=== EXTRACT ===
Azure SQL Managed Instance setup and performance thoughts

I am not going to describe what SQLMI are and how they compare to the other SQL offering on Azure here, but if you need to know more about MI this is a great starting place https://docs.microsoft.com/en-us/azure/sql-database/sql-database-managed-instance. Yet, this is a very viable and cool option to host databases in Azure.

Also, as you are looking to test this out and If you don’t want to integrate the MI to existing vnet, you can look at this quick start template https://github.com/Azure/azure-quickstart-templates/tree/master/101-sql-managed-instance-azure-environment

 

Getting  a SQL MI ready

This said, getting the MI installed is not like any other resources or PaaS in that instance, and you will need:

  1. Configure Virtual Network where Managed Instance will be placed.
  2. Create Route table that will enable Managed Instance to communicate with Azure Management Service.
  3. Optionally create a dedicated subnet for Managed Instance (or use default one that is created when the Virtual Networks is created)
  4. Assign the Route table to the subnet.
  5. Double-check that you have not added something that might cause the problem.

 

Vnet configuration is the network container for all your stuff, this said, the MI shall not be on a subnet that has anything else. And so, creating a subnet for all of your Mis makes sense. Also, there cannot be any Service Endpoints attached to the subnet either. If you want to have only one subnet in your Virtual Network (Virtual Network blade will enable you to define first subnet called default), you need to know that Managed Instance subnet can have between 16 and 256 addresses. Therefore, use subnet masks /28 to /24 when defining your subnet IP ranges for default subnet. If you know how many instances you will have make sure that you have at least 2 addresses per instance + 5 system addresses in the default subnet.

 

The route table will allow the MI to talk to the Azure Management Service. This is required because Managed Instance is placed in your private Virtual Network, and if it cannot communicate with Azure service that manages it will become inaccessible. add new resource “Route table”, and once it is created for to Routes blade and add a route “0.0.0.0/0 Next Hop Internet route”. This route will enable Managed Instances that are placed in your Virtual Network to communicate to Azure Management Service that manages the instance. Without this, the Managed Instance cannot be deployed.

 

Rules for the subnet

  • You have a Managed Instance Route table assigned to the subnet
  • There should be no Networks Security Groups in your subnet.
  • There should be no service-endpoint in your subnet.
  • There are no other resources in subnet.

 

Altogether:

  • Virtual Network should have Service Endpoints disabled
  • Subnet must have between 16 and 256 IP addresses (masks from /28 to /24)
  • There should be no other resources in your Managed Instance subnet.

Point annotation dataset records:
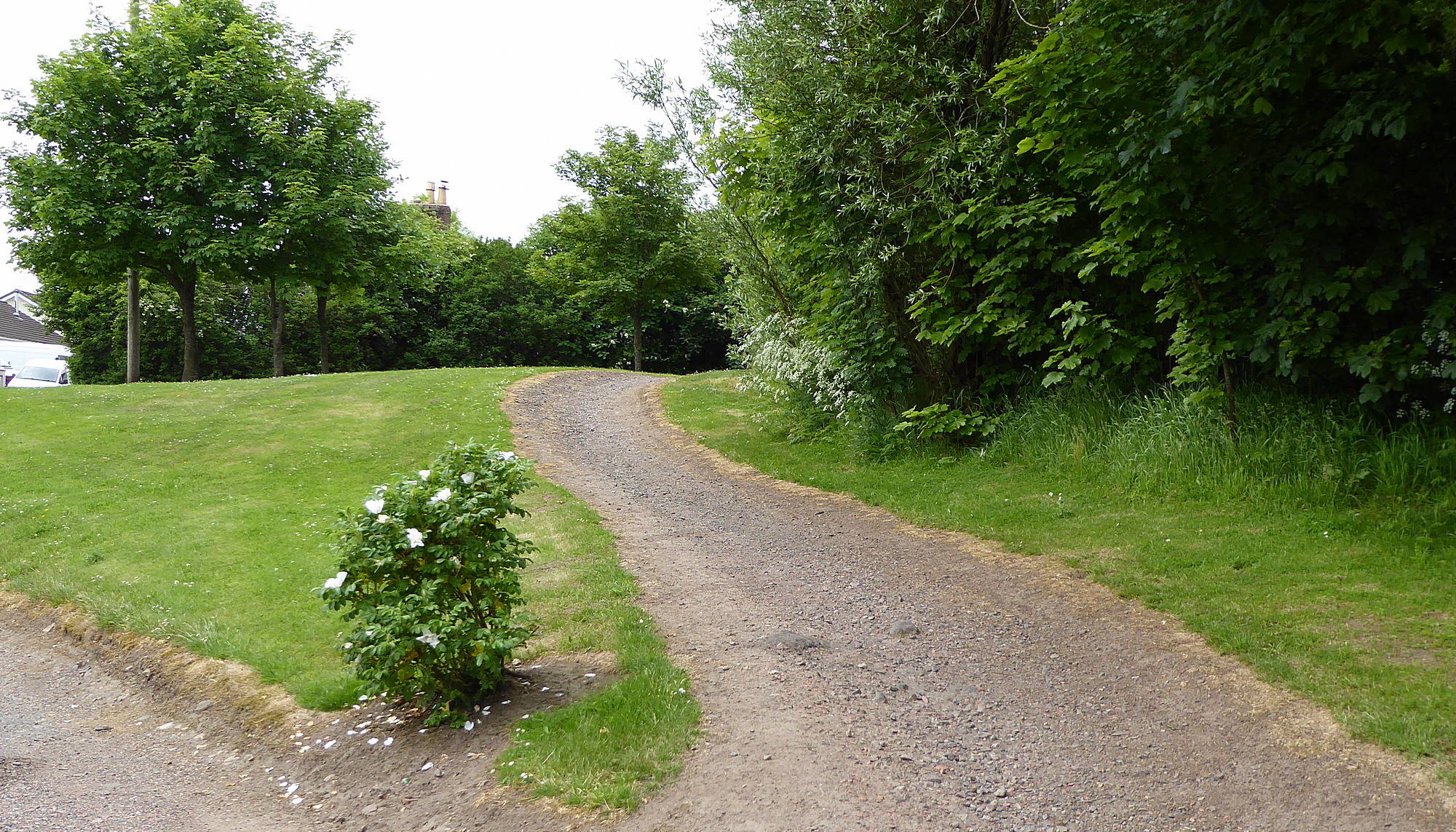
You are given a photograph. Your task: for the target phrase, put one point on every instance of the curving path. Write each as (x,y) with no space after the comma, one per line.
(863,674)
(82,751)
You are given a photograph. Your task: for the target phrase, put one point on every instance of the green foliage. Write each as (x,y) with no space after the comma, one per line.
(430,579)
(941,419)
(1265,172)
(631,246)
(197,146)
(858,135)
(937,202)
(471,303)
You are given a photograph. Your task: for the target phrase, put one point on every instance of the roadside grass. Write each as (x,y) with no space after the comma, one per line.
(203,512)
(1336,584)
(617,745)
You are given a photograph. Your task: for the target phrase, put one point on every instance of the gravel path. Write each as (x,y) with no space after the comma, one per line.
(82,751)
(863,674)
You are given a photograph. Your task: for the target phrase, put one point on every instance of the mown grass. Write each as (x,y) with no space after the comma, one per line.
(1318,550)
(202,514)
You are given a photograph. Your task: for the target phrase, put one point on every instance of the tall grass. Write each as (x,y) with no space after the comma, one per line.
(1288,451)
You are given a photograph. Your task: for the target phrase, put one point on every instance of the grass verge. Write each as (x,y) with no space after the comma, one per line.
(202,514)
(1350,604)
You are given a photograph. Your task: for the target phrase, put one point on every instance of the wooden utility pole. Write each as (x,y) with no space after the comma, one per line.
(135,282)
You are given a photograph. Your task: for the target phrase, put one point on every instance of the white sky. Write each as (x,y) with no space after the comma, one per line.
(486,93)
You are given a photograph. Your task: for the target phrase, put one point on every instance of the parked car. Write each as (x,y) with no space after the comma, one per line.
(41,374)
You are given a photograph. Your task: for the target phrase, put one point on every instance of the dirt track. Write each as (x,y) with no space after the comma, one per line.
(1027,700)
(858,675)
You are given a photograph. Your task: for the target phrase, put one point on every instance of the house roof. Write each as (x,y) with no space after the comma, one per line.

=== EXERCISE INSTRUCTIONS ===
A - List every rule that the Managed Instance setup guide gives under the heading "Rules for the subnet".
B - According to the Managed Instance setup guide, what route should be added on the Routes blade of the new route table?
C - For each statement, decide whether the Managed Instance setup guide agrees with it. Answer yes or no, and quote the words from the guide that settle it.
(i) A Managed Instance subnet can hold between 16 and 256 addresses.
(ii) Network Security Groups are allowed in the Managed Instance subnet.
(iii) Creating a dedicated subnet for the Managed Instance is required.
Rely on the Managed Instance setup guide alone, without drawing on the records.

=== EXPECTED OUTPUTS ===
A -
- You have a Managed Instance Route table assigned to the subnet.
- There should be no Networks Security Groups in your subnet.
- There should be no service-endpoint in your subnet.
- There are no other resources in subnet.

B - A "0.0.0.0/0 Next Hop Internet route".

C -
(i) Yes: "Managed Instance subnet can have between 16 and 256 addresses"
(ii) No: "There should be no Networks Security Groups in your subnet."
(iii) No: "Optionally create a dedicated subnet for Managed Instance (or use default one that is created when the Virtual Networks is created)"